▶ [AIM OF THE EXERCISE]: Please report how many lines in the records below contain the string "glass", treating uppercase and lowercase as different. Give only the number.

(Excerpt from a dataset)
+ + + + + + +

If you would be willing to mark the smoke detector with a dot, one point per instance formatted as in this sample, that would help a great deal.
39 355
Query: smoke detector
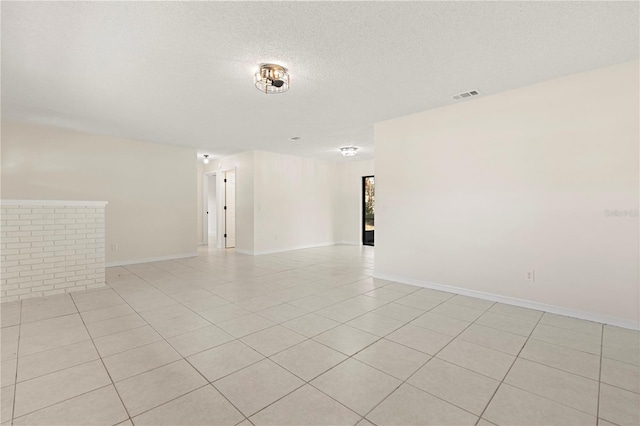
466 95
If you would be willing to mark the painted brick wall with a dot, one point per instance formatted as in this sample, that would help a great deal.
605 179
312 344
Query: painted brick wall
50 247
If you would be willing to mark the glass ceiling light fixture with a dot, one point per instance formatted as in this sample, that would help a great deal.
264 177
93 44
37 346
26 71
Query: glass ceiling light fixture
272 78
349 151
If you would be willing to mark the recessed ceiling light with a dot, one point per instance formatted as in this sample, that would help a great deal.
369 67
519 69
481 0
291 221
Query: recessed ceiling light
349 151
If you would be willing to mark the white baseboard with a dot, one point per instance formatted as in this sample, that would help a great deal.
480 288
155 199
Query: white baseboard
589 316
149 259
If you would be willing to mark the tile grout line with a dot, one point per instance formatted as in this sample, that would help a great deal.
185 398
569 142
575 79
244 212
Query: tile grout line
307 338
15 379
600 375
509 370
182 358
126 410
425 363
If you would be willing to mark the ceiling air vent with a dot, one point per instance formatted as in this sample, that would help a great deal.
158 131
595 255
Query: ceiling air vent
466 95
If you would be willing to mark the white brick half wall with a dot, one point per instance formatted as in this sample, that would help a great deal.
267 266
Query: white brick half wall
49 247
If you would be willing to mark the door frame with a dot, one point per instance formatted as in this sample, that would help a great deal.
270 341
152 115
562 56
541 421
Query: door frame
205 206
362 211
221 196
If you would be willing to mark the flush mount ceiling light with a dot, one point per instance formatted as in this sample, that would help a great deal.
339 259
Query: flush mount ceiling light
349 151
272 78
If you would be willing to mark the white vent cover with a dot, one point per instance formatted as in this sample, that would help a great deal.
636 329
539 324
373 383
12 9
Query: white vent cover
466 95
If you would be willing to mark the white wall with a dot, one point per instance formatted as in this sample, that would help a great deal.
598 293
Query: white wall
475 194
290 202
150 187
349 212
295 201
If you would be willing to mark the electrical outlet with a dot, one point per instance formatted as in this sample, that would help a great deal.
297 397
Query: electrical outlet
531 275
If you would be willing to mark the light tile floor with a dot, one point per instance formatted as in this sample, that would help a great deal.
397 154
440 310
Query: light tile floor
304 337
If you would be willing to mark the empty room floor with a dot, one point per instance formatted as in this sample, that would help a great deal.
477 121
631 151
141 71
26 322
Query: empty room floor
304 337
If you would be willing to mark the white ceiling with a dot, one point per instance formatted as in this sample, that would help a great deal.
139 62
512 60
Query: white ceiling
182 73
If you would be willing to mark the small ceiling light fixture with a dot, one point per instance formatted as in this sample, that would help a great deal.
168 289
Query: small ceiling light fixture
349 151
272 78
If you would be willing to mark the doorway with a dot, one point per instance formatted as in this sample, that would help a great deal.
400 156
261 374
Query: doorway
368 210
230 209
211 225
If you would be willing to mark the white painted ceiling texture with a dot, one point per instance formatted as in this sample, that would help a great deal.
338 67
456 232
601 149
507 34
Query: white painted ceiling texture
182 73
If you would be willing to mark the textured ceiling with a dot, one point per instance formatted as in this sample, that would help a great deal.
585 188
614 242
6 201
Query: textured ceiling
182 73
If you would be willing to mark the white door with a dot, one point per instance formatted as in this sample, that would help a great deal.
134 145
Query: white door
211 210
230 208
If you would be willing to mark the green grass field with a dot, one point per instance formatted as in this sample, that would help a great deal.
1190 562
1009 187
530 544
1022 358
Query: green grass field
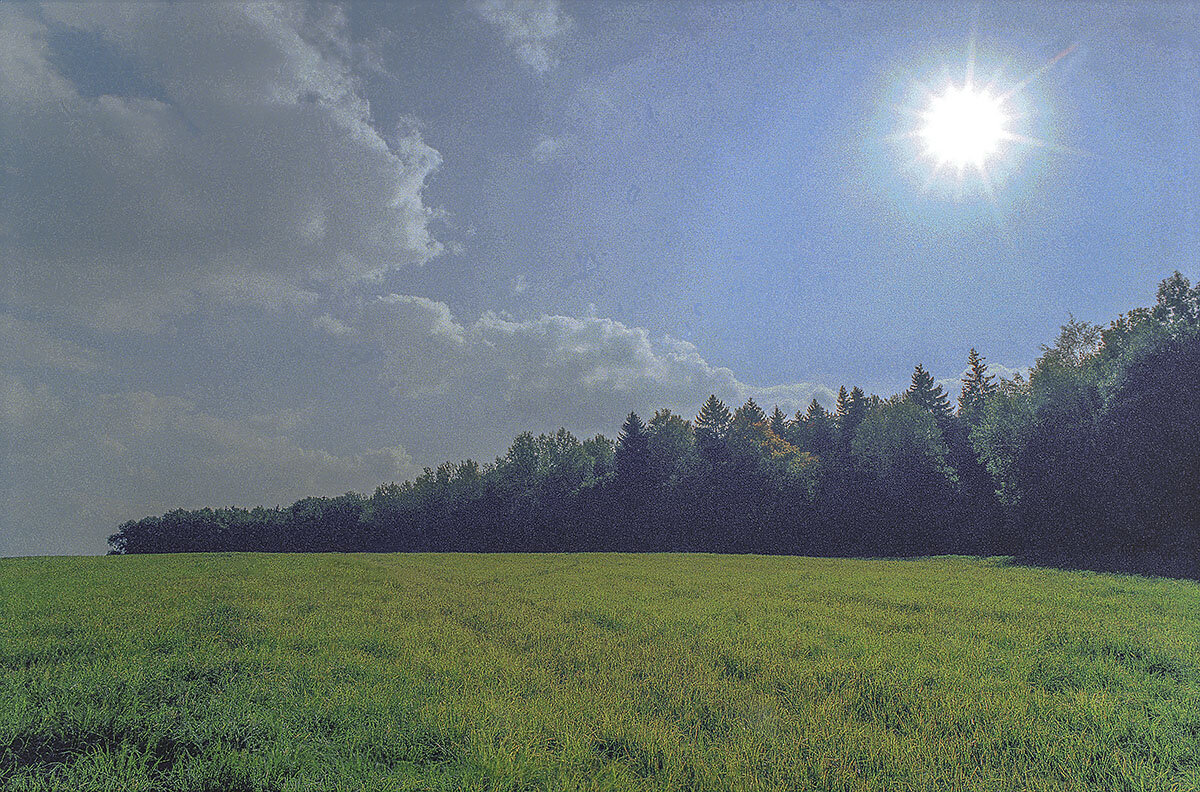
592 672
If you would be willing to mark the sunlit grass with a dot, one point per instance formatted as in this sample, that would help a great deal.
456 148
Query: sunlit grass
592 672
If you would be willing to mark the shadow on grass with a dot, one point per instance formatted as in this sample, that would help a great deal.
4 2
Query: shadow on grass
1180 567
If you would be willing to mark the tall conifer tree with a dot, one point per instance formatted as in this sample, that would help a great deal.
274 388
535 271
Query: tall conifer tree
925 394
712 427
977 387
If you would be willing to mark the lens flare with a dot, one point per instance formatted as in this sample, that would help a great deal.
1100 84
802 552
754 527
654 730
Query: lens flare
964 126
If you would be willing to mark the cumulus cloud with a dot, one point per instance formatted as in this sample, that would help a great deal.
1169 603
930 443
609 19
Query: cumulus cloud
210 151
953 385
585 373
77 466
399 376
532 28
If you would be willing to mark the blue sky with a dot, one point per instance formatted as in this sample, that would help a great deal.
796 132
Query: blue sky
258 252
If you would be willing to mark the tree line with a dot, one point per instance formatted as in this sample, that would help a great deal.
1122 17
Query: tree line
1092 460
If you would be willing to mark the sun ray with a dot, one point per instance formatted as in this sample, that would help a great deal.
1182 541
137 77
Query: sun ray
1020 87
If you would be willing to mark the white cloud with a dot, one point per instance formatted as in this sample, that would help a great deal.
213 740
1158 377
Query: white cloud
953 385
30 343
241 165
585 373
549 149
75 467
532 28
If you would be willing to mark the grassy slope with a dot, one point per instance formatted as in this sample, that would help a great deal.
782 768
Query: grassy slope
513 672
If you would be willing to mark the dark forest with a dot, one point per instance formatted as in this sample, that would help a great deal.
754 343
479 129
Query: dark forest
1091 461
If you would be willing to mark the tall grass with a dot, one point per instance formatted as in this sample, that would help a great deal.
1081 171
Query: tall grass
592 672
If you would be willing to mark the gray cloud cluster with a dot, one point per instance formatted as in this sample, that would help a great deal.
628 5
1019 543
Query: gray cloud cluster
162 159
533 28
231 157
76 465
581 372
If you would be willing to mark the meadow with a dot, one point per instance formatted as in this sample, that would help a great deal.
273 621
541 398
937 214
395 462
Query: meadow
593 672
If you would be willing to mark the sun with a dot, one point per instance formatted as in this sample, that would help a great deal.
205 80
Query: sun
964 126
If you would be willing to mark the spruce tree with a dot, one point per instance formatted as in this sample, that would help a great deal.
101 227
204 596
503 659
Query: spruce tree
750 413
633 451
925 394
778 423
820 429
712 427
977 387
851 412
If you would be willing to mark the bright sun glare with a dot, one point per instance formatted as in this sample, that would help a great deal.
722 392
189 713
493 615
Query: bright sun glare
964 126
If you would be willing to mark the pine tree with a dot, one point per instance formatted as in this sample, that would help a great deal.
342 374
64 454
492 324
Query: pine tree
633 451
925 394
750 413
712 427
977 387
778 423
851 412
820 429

+ + + + + + +

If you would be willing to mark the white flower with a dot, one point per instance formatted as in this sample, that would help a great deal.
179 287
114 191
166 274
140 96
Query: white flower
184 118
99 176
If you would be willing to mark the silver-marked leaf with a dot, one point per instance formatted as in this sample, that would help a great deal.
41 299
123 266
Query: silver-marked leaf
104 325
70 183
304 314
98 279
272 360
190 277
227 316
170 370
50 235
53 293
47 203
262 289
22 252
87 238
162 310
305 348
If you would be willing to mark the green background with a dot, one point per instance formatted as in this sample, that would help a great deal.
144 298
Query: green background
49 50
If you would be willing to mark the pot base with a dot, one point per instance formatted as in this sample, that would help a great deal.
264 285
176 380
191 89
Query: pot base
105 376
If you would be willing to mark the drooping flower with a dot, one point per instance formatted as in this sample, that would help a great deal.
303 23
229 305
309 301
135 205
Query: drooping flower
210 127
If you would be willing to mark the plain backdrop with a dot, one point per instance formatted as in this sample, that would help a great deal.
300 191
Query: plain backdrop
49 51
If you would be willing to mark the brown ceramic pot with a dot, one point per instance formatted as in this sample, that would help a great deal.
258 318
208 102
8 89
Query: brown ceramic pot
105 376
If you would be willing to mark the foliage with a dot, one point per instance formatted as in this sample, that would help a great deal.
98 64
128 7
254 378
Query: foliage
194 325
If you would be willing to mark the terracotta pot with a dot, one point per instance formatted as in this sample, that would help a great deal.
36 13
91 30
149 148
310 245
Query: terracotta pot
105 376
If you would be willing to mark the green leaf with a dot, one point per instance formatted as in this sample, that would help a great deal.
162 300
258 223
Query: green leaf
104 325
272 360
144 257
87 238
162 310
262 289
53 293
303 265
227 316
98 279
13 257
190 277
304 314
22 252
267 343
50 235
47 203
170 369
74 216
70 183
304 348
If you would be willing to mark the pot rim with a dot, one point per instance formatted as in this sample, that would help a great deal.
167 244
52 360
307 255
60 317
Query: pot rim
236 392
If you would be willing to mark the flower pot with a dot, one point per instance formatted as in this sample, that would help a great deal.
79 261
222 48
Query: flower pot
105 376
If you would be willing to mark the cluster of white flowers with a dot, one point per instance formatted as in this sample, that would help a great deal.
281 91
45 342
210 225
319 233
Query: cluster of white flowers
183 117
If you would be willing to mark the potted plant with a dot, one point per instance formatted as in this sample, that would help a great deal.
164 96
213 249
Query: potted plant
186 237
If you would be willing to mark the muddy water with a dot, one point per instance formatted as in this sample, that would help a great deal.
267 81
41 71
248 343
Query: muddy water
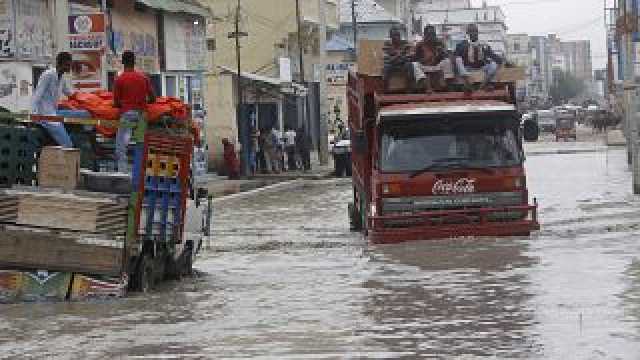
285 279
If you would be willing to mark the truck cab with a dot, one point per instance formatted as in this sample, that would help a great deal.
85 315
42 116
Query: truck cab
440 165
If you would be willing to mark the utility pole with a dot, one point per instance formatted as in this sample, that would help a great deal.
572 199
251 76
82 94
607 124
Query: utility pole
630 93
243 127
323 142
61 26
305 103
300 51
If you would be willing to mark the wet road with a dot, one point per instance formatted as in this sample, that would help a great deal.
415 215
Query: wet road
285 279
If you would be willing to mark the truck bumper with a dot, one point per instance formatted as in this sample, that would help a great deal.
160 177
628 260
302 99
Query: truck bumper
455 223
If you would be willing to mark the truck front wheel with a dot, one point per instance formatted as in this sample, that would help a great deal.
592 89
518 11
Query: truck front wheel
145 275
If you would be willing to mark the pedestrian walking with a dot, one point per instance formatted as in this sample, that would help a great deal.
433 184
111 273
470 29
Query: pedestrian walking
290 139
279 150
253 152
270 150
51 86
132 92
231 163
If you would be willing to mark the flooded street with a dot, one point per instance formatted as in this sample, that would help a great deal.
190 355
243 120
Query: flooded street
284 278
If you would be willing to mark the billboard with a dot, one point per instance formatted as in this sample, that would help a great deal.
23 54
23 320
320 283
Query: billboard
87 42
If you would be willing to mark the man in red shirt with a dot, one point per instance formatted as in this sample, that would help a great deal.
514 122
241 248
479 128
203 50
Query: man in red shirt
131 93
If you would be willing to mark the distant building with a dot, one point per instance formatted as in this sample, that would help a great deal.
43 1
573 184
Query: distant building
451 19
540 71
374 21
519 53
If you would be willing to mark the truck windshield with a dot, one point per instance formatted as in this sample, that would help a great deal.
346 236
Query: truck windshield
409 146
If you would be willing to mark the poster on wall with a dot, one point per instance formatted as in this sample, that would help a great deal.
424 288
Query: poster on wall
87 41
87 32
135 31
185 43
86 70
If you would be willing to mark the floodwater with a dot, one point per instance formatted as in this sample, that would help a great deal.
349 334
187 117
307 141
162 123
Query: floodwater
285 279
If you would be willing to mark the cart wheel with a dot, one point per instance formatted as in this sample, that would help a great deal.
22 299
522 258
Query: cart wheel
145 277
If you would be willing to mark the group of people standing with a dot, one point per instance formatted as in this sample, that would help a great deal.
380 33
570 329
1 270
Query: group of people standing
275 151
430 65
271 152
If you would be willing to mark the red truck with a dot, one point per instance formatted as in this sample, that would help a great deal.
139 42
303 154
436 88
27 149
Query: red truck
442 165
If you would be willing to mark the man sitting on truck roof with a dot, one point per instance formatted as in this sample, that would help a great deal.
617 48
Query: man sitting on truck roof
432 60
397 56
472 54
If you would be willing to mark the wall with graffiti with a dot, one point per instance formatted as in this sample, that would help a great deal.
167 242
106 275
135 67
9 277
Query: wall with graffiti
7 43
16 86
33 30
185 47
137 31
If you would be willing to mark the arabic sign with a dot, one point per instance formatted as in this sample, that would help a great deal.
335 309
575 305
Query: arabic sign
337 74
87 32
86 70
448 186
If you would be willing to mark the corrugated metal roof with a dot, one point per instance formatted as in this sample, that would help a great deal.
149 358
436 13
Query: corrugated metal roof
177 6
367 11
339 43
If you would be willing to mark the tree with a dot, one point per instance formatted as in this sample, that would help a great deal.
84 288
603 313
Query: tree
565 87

+ + + + + + +

▶ [SOLVED EXERCISE]: 2